# [阅读文本]
________________________________________
1167.minimum_cost_to_connect_sticks.cpp

/**
 * You have some sticks with positive integer lengths.
 *
 * You can connect any two sticks of lengths X and Y into one stick by paying a cost of X + Y.  You perform this action until there is one stick remaining.
 *
 * Return the minimum cost of connecting all the given sticks into one stick in this way.
 *
 *
 *
 * Example 1:
 *
 * Input: sticks = [2,4,3]
 * Output: 14
 * Example 2:
 *
 * Input: sticks = [1,8,3,5]
 * Output: 30
 *
 *
 * Constraints:
 *
 * 1 <= sticks.length <= 10^4
 * 1 <= sticks[i] <= 10^4
 */

/**
 * 在每次合并时都选择最短的两根
 *
 * 例如 2, 2, 3, 3
 *
 * 第一次合并 2, 2 得到：4, 3, 3 消耗：4
 * 第二次合并 3, 3 得到：4, 6    消耗：6
 * 第三次合并 4, 6 得到：10      消耗: 10
 * 总消耗 4+6+10 = 20
 *
 *
 * 所以重点在于每次合并时选择当前所有长度里最短的两个
 *
 * 需要注意的是，在第一次排序之后按顺序合并是不正确的
 * 上面的示例中就不是按最初的排序来合并的
 *
 * 所有使用优先队列，每次取出前两个最小值，然后把合并出来的新长度加回到队列中
 * 当队列中只剩下一个元素时，则说明被合并完成
 */

#include <vector>
#include <queue>
#include <assert.h>

using namespace std;

class Solution {
public:
    int connectSticks(vector<int> sticks) {
        priority_queue<int, vector<int>, greater<int>> pri;
        int ret = 0;

        for (auto stick : sticks) {
            pri.push(stick);
        }

        while (pri.size() > 1) {
            int t1 = pri.top();
            pri.pop();

            int t2 = pri.top();
            pri.pop();

            ret = ret + t1 + t2;
            pri.push(t1 + t2);
        }

        return ret;
    }
};


int main() {
    Solution s;

    vector<int> s1 = {2, 4, 3};
    assert(s.connectSticks(s1) == 14);

    vector<int> s2 = {1, 8, 3, 5};
    assert(s.connectSticks(s2) == 30);

    vector<int> s3 = {8, 4, 6, 12};
    assert(s.connectSticks(s3) == 58);

    vector<int> s4 = {20, 4, 8, 2};
    assert(s.connectSticks(s4) == 54);

    vector<int> s5 = {1, 2, 5, 10, 35, 89};
    assert(s.connectSticks(s5) == 224);

    vector<int> s6 = {2, 2, 3, 3};
    assert(s.connectSticks(s6) == 20);

    return 0;
}
________________________________________
# [所给数据]
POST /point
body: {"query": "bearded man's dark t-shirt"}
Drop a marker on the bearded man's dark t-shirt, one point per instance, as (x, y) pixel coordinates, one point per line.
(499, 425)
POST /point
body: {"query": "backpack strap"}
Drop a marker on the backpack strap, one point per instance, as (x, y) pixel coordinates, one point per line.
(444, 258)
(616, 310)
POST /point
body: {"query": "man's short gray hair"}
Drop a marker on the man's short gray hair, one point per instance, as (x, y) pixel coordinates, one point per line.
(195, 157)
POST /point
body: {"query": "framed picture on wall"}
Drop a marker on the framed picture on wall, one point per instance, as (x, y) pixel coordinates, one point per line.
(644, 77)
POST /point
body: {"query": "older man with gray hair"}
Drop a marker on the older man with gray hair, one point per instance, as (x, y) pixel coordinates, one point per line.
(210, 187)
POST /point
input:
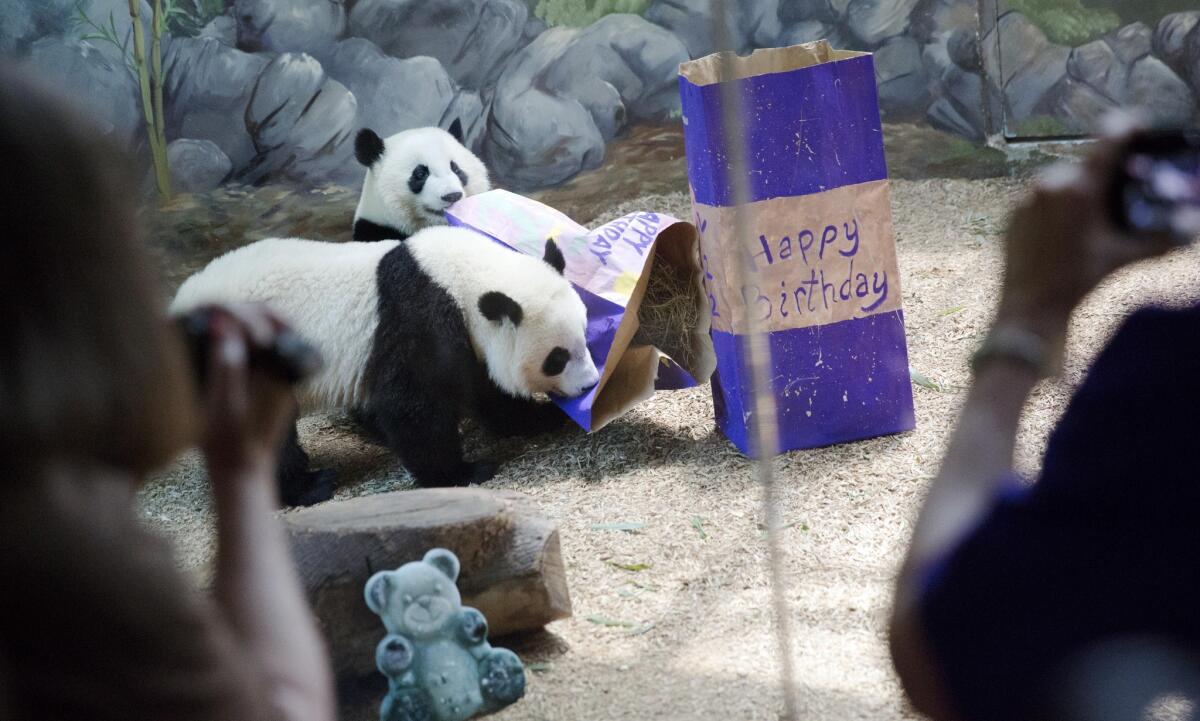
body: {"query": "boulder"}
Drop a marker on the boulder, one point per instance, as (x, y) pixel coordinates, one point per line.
(875, 20)
(957, 92)
(288, 25)
(534, 137)
(207, 89)
(393, 95)
(301, 124)
(96, 80)
(23, 22)
(808, 31)
(1097, 66)
(223, 29)
(196, 166)
(1162, 92)
(621, 67)
(900, 77)
(1132, 42)
(472, 38)
(1171, 38)
(755, 24)
(792, 12)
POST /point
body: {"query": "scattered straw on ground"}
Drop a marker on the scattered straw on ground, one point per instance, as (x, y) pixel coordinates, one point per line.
(690, 636)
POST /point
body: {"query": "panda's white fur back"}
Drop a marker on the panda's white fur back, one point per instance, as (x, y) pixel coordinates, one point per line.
(327, 292)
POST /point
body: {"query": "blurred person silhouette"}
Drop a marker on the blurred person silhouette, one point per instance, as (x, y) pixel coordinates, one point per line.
(96, 391)
(1074, 596)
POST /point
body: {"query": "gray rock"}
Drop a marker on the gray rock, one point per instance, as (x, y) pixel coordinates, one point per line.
(96, 80)
(900, 76)
(1097, 66)
(1032, 65)
(1077, 103)
(936, 18)
(301, 124)
(875, 20)
(288, 25)
(467, 107)
(808, 31)
(23, 22)
(393, 95)
(535, 138)
(1159, 90)
(755, 24)
(1171, 37)
(472, 38)
(223, 29)
(963, 46)
(958, 95)
(621, 67)
(207, 89)
(1132, 42)
(796, 11)
(196, 166)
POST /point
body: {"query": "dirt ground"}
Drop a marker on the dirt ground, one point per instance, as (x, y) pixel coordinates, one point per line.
(691, 635)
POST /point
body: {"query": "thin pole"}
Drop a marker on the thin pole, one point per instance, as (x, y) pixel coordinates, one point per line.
(763, 431)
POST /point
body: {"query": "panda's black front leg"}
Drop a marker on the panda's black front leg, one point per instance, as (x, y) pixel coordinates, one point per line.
(299, 486)
(507, 415)
(426, 438)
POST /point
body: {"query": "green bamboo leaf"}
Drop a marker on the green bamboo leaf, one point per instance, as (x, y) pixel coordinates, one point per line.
(628, 566)
(922, 380)
(610, 622)
(627, 526)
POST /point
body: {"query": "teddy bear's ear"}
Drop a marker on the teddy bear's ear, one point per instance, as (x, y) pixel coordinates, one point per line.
(444, 562)
(376, 592)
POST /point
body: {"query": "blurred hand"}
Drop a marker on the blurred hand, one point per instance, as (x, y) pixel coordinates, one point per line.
(245, 410)
(1061, 242)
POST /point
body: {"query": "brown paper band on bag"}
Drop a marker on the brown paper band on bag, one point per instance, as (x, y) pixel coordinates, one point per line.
(711, 68)
(809, 260)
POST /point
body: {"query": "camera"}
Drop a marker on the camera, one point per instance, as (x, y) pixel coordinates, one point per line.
(1157, 186)
(289, 358)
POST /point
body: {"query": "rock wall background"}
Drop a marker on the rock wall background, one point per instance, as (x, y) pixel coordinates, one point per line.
(263, 91)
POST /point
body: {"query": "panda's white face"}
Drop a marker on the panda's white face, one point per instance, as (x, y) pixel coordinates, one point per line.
(414, 176)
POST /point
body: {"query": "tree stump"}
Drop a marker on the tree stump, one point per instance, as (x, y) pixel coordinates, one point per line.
(511, 562)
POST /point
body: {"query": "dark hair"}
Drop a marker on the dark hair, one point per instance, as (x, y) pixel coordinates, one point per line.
(89, 368)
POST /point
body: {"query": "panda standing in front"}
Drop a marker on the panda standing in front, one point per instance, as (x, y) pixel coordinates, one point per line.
(414, 336)
(412, 178)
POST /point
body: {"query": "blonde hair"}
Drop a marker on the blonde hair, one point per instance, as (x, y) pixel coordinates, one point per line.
(89, 366)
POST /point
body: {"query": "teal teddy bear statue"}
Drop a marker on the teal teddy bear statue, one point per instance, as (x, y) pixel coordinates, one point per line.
(436, 655)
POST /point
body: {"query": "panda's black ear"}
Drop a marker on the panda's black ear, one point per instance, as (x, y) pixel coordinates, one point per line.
(553, 256)
(367, 146)
(496, 307)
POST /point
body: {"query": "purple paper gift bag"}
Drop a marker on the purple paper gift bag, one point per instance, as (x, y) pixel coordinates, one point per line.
(817, 268)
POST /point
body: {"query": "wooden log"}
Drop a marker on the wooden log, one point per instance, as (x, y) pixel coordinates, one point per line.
(511, 560)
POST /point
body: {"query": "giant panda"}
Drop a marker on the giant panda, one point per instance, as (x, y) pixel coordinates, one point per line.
(415, 335)
(412, 178)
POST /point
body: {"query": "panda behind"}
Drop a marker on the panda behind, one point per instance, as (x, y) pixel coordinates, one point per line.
(412, 178)
(415, 335)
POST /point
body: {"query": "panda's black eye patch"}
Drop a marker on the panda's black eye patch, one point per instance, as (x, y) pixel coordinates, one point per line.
(556, 361)
(417, 180)
(457, 170)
________________________________________
# [工作说明]
(a) 将阅读文本中的句子“You can connect any two sticks of lengths X and Y into one stick by paying a cost of X + Y.”译成中文。
(b) 请引用阅读文本中从“1167.minimum_cost_to_connect_sticks.cpp”起、一直往下到“in this way.”为止的全部内容。

# [依序输出]
(a) 你可以支付 X + Y 的代价，将任意两根长度分别为 X 和 Y 的木棍连接成一根木棍。

(b)
1167.minimum_cost_to_connect_sticks.cpp

/**
 * You have some sticks with positive integer lengths.
 *
 * You can connect any two sticks of lengths X and Y into one stick by paying a cost of X + Y.  You perform this action until there is one stick remaining.
 *
 * Return the minimum cost of connecting all the given sticks into one stick in this way.